### [DATASET]
◆ ◆ ◆ ◆
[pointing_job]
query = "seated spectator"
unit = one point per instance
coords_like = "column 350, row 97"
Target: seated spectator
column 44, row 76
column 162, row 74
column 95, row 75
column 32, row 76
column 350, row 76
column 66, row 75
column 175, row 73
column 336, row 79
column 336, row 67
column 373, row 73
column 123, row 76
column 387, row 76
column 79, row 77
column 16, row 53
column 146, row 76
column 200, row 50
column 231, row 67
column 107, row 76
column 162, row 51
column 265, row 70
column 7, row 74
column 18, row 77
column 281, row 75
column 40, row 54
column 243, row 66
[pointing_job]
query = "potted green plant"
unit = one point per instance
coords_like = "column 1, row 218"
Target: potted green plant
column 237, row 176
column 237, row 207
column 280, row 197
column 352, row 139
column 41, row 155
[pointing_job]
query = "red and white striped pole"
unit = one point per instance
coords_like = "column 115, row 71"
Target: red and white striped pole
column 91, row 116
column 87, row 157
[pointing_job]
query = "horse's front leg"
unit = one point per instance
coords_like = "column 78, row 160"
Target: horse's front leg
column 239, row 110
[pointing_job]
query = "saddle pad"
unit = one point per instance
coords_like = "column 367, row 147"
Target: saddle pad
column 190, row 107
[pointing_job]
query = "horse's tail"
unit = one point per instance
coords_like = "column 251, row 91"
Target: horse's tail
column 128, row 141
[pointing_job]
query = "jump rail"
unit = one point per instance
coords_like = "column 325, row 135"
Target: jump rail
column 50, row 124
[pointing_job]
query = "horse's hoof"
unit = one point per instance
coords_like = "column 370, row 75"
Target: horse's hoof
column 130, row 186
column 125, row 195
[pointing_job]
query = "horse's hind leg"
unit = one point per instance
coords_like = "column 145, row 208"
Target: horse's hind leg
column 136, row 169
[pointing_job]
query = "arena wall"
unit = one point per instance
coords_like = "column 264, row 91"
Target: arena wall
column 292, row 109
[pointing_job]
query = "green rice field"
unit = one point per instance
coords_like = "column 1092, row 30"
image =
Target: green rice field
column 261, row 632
◆ ◆ ◆ ◆
### [TRY IT]
Pick every line from the listing holding the string "query", and copy it.

### [SOLUTION FOR THIS PROBLEM]
query = "seated spectator"
query = "potted green plant"
query = "red and white striped pole"
query = "horse's front leg"
query = "saddle pad"
query = "horse's tail"
query = "jump rail"
query = "horse's hoof"
query = "horse's hind leg"
query = "arena wall"
query = "green rice field"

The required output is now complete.